● **Extracted entries**:
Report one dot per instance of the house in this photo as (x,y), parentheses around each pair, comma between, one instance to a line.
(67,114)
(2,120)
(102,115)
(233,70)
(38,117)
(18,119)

● **Written problem**: Go through the records and print each one exactly.

● **Response**:
Report one dot per instance of the house in this photo as (x,y), parentheses around each pair, comma between, one instance to a line.
(67,114)
(2,120)
(102,115)
(233,70)
(38,117)
(18,119)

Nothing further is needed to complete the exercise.